§ Directions for this task
Carry on the personal essay on searching for Jesus without Christ, starting right after its final sentence about Godspell.

*** Given passage Section Begins ***

Searching for Jesus without Christ

Little is actually known about the thoughts, words and actions of he, who is called Christ. For over 2,000 years, many have sought to either find Jesus or figure out what he was reportedly about. Some have wrapped whatever the essence of Jesus was around themselves in order to:

  • do right
  • have their sins forgiven
  • receive the promise of everlasting life
  • gain power over other people
  • enrich themselves
  • make themselves feel better about themselves
  • justify their grievances against others
  • Whomever or whatever Jesus was, has been long lost in these processes.

When serving my last year in the USAF in Iceland, I had a good friend, who hailed from Orange County in CA. A conservative area then, an even more conservative area now. My buddy was planning to be married to his high school sweetheart after he finished up with his 1-year tour in Iceland. About 3 months into that tour, my pal received a letter from his girlfriend that she had “found” Jesus and that if they wanted to continue down the path toward marriage, he too would have to find Jesus. My friend was beside himself. He asked me what I thought he should do.

In the course of my 2.5 years of serving either in SE Asia or Iceland, I’d been witness to many of my servicemates receiving these types of letters. Without getting into it, 2+ years before, I had essentially  the same experience for very different reasons. 

My friend showed me a couple letters from his girlfriend. Was fairly clear that she was saying the choice was between him & Jesus. During my early teenage years, I had been closely attached to the Lutheran church. Served as an altar boy, and had a minister, who was pushing me to consider the ministry as a career path. The Jesus which I had been taught proved too dogmatic for me. When I went off to college, took a course in religion which had the effect of turning me away from organized religion in all forms. Philosophies became what I sought and collected. 

I suggest to my that all he could really do is follow his heart. If he really loved the girl enough and she loved him, it would probably be worked out. My pal wrote his girlfriend back and asked her if they could put a hold on his decision about Jesus until he got back. He still had 8+ months left to do in Iceland. Within 6 weeks, his girlfriend had dumped him and found a replacement, who was as immersed in Jesus as she thought she was. My friend took it hard. 

All of this took place at the height of the early 1970s “Jesus Freak’ revolution. Many of the hippies were turning to Jesus & Godspell was on the horizon.

*** Given passage Section Ends ***
*** Collected data Section Begins ***

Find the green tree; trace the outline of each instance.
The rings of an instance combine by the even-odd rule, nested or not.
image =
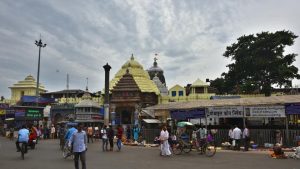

*** Collected data Section Ends ***

§ Expected answer
Had a lot of free time on my hands in Iceland. Spent a lot of it in the gym playing basketbal, reading what ever caught my interestl and using the sauna. The situation with my buddy and his far-off girlfriend caused me to use some of my time to try to figure out what this “Jesus revival” was all about. I bought a King James version & read the entire Bible through twice, trying to figure out what magic was in there that I may have missed earlier. What I found were a lot of contradictions and unbelievable claims which seemed more myth than reality. Once again, I put Jesus behind me. 

At this point, if one of the alleged chroniclers of Christ were writing this story,  I would repent of my ways & come to find what much of evangelical Christianity claims to be the real “Jesus”. The reality for me has been basically the opposite.

Always had curiosity about what the real person & life of Jesus may have been all about. Perhaps I hadn’t looked long or hard enough into the ebb and flow of Christian-induced religious intoxication. Primarily due to the rise of pseudo-Christianity within the right wing of US politics, I decided to take one last dive into it.  

Learned long ago in my college course on religion that the New Testament was a set of second, third & fourth hand accounts of Jesus written by people, who had their own agenda. Learned that a wide variety of 20th Century discoveries such as the “Dead Sea Scrolls” and writing of the Jew Gnostics and other long ago discarded Christian sect were available. Began digging into them.

At the risk of becoming like those who wrote the gospels, in particular the writing of the gospel of John, I’m going to summarize my view on the life & times of Jesus. Want to strongly emphasize this is “my view”, not some godly or Christian inspired awakening. I went into this looking to understand Jesus, not myself. 

Jesus came from the northern part of Judea. This was basically the other side of the tracks as far as most of the traditional Jewish community was concerned. The Jewish religion had two major components. Pharisees, the elitists and religious intellectuals, and the Sadducees, the hard core traditionalists. There were, as there always have been, plenty of strange offshoots of the religion. Probably a good idea to note that Israel/Judaism had always been a small to medium size fish, swimming among a group of sharks.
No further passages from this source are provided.